◆ **SHORT EXERCISE**
How many lines in the items below contain the word "black"? Reply with the number only.

◆ **SUPPLIED RECORDS**

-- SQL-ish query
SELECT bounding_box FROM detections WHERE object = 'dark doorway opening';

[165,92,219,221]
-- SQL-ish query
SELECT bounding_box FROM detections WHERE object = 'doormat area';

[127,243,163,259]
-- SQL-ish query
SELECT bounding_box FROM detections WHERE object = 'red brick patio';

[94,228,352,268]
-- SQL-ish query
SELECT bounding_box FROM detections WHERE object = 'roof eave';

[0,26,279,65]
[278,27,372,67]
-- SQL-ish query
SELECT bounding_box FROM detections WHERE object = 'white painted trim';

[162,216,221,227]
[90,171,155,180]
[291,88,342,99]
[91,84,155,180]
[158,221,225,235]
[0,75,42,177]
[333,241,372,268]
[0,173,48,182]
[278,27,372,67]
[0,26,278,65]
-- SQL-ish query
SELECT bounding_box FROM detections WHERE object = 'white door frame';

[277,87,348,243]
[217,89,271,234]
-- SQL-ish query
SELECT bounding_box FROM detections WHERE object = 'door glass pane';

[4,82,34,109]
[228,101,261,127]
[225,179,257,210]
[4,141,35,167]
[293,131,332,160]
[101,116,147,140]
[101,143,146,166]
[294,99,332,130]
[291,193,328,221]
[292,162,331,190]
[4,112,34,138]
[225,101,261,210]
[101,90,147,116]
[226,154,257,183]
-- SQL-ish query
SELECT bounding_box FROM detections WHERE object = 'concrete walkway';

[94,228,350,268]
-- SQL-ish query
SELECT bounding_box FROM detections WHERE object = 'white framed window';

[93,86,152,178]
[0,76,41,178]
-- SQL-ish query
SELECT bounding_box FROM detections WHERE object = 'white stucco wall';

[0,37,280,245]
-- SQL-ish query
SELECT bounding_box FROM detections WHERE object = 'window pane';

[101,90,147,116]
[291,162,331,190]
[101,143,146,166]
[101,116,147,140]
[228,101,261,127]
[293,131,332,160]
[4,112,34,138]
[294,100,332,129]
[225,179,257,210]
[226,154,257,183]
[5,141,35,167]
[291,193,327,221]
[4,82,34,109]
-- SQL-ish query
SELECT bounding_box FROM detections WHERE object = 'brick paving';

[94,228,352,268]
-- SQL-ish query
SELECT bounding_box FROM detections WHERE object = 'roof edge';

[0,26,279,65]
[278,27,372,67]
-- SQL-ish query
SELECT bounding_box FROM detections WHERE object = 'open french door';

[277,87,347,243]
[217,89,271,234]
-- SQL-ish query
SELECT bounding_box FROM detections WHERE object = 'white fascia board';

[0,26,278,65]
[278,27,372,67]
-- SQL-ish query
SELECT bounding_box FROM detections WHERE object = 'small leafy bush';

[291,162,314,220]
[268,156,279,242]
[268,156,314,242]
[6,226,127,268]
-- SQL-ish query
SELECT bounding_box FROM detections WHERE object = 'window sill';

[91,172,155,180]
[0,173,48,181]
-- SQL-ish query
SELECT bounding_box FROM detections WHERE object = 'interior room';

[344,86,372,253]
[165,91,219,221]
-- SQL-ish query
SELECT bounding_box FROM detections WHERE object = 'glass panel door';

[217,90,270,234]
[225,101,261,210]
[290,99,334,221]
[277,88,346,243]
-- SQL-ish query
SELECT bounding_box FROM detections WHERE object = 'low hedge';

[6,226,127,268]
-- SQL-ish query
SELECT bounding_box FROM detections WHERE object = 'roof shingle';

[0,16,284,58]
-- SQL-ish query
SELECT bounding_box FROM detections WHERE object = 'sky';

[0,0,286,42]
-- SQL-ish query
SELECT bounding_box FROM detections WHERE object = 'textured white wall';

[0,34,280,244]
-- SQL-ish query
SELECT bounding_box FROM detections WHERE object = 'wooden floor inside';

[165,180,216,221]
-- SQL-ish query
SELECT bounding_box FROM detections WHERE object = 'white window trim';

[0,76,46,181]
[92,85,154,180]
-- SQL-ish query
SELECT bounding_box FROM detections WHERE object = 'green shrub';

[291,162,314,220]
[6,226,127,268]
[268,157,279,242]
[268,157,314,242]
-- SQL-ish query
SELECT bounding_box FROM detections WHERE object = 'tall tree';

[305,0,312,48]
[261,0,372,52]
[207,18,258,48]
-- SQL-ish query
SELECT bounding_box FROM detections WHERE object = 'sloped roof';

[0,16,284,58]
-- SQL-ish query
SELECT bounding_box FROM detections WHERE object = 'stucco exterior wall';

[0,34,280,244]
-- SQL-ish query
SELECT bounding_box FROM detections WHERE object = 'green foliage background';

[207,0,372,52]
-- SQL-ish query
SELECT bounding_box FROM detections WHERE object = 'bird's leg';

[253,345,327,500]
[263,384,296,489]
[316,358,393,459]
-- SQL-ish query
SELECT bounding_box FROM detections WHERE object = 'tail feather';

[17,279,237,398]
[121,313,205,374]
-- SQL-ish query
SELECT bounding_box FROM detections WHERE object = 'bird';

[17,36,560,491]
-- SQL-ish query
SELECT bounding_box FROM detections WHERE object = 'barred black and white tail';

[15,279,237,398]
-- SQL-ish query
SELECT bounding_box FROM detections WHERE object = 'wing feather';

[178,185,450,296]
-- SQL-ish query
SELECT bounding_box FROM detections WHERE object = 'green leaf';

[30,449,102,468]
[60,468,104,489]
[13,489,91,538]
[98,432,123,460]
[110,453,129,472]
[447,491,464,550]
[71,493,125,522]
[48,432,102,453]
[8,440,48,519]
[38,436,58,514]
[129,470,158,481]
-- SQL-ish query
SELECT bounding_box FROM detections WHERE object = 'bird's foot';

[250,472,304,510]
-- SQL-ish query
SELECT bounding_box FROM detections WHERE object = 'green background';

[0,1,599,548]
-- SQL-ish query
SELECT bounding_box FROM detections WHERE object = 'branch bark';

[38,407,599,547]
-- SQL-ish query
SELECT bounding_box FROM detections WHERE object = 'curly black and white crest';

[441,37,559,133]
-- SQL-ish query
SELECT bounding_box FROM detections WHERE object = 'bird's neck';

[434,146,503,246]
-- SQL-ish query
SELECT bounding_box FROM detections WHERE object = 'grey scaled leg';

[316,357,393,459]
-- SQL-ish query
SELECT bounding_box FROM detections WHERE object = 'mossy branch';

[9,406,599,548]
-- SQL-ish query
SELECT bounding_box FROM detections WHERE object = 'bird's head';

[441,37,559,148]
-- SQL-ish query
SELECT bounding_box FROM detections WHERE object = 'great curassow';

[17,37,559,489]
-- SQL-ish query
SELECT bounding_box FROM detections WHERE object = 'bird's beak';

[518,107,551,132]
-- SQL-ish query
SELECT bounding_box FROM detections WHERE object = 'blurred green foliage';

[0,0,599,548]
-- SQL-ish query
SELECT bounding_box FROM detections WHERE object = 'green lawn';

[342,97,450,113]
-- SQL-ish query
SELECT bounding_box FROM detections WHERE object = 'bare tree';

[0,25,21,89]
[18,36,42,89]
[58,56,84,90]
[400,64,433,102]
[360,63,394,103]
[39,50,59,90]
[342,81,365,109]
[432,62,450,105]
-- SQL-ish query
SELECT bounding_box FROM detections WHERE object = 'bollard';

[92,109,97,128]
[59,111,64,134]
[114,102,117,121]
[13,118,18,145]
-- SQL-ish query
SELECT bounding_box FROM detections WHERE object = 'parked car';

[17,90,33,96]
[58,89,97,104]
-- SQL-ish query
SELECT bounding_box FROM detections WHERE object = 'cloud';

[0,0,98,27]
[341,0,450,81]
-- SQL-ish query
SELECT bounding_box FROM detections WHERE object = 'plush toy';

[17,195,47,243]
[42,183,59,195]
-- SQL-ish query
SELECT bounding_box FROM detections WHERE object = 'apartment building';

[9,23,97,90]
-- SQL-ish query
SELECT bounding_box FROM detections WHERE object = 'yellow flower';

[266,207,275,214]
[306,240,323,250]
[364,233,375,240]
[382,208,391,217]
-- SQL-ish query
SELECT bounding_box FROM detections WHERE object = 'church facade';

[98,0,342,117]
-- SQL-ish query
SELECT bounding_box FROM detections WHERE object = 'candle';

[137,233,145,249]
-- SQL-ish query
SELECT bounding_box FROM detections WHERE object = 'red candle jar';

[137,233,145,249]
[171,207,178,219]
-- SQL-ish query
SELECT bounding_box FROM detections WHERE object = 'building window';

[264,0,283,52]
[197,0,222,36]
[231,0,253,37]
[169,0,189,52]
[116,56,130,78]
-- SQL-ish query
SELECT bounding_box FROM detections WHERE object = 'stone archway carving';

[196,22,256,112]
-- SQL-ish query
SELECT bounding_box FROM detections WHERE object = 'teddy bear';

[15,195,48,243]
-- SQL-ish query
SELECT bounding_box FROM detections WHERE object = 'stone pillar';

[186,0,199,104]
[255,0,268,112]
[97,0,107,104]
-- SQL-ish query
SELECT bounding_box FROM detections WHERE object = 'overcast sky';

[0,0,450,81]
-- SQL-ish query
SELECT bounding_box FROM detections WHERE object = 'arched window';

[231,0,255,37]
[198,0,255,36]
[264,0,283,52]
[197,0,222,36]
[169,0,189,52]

--

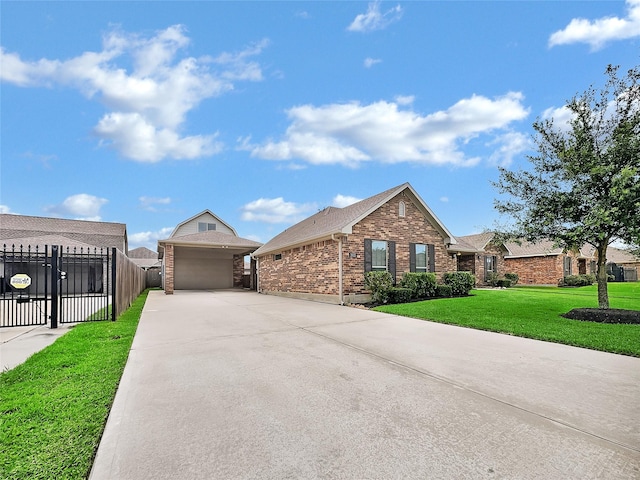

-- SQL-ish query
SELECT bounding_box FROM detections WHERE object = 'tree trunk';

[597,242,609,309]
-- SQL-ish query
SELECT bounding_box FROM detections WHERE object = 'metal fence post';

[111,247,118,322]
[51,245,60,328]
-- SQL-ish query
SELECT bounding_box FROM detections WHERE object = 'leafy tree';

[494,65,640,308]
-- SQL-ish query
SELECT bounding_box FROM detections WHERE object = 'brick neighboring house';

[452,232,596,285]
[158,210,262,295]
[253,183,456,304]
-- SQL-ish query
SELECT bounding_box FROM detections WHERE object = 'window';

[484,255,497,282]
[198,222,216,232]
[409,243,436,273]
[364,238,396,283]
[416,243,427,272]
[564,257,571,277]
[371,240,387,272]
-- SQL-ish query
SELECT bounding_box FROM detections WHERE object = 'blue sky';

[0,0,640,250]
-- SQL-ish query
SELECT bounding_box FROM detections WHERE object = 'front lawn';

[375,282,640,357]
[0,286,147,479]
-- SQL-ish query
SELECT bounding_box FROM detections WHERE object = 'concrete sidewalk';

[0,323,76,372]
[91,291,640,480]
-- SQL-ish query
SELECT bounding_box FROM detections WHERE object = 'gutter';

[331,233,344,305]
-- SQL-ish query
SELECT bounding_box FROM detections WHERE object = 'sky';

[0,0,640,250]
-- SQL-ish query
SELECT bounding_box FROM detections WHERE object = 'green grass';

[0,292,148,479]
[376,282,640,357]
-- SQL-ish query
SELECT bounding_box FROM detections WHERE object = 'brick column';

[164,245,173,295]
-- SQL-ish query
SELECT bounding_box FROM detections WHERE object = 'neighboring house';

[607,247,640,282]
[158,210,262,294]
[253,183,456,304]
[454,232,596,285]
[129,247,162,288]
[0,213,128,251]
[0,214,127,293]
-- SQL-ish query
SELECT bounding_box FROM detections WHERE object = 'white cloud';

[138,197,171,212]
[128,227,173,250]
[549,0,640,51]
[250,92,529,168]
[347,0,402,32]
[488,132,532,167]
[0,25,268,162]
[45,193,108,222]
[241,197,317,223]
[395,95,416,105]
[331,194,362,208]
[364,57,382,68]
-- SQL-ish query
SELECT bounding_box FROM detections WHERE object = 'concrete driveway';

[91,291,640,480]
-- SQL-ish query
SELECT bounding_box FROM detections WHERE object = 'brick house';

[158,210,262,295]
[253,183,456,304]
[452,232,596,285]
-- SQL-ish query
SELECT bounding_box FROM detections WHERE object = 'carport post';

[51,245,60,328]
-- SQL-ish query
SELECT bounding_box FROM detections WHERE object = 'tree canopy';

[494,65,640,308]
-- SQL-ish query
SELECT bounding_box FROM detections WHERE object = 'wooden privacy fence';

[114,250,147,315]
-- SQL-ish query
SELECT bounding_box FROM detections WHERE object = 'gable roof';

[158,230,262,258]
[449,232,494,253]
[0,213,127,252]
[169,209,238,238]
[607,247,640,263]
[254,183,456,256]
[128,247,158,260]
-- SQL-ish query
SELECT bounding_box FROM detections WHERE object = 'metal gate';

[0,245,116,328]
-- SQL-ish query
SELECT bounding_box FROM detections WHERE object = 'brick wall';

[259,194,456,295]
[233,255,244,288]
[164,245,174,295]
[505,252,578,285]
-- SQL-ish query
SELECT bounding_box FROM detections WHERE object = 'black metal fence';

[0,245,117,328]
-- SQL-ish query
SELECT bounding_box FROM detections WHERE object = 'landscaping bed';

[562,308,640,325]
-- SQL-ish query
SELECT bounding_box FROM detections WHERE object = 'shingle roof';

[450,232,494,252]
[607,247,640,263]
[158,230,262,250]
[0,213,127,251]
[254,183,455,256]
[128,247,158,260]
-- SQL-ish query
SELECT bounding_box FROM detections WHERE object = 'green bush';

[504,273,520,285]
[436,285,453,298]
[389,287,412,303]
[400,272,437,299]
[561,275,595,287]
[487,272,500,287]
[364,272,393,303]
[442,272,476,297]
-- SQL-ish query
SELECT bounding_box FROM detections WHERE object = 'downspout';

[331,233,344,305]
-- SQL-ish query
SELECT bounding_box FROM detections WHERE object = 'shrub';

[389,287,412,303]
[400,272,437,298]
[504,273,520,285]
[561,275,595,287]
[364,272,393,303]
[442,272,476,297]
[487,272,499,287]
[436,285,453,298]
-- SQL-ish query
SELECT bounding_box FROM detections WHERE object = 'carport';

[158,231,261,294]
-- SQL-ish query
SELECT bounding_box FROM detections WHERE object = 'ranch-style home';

--

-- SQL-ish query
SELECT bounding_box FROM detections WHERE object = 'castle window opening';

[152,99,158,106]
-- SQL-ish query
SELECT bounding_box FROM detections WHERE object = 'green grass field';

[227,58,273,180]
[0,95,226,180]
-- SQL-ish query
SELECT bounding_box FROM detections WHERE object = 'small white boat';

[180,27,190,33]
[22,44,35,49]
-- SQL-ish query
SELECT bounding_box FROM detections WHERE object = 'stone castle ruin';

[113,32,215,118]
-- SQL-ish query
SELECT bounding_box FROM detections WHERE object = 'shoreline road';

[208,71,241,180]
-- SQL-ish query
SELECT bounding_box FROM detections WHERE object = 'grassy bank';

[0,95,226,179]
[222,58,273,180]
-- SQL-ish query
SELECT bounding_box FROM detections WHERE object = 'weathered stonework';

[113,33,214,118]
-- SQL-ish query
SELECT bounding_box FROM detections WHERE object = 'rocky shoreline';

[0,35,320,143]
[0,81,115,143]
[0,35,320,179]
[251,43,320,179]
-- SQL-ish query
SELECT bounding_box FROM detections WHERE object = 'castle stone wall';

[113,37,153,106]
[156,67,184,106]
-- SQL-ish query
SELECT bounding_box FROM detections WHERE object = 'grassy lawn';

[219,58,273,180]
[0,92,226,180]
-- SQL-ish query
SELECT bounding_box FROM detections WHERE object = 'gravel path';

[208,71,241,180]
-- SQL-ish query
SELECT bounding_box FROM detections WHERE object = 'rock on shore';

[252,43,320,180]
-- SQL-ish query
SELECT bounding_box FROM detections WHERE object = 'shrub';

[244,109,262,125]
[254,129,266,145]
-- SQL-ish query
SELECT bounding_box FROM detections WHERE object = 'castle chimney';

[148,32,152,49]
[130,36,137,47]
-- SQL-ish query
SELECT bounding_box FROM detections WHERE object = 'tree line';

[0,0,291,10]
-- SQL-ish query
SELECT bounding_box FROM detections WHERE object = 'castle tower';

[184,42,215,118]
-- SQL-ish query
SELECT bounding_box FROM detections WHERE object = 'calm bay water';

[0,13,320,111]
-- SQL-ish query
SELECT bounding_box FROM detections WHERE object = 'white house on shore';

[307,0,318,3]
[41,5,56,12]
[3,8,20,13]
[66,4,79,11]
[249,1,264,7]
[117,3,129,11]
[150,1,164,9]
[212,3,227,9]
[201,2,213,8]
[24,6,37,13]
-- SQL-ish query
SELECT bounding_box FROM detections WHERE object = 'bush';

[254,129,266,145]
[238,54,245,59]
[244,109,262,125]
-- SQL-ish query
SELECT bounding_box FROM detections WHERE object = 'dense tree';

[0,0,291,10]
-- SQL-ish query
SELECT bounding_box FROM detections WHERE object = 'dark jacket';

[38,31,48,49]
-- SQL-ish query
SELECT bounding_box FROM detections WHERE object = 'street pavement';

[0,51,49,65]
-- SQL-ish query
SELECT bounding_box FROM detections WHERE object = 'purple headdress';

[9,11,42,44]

◆ **EXERCISE OUTPUT**
3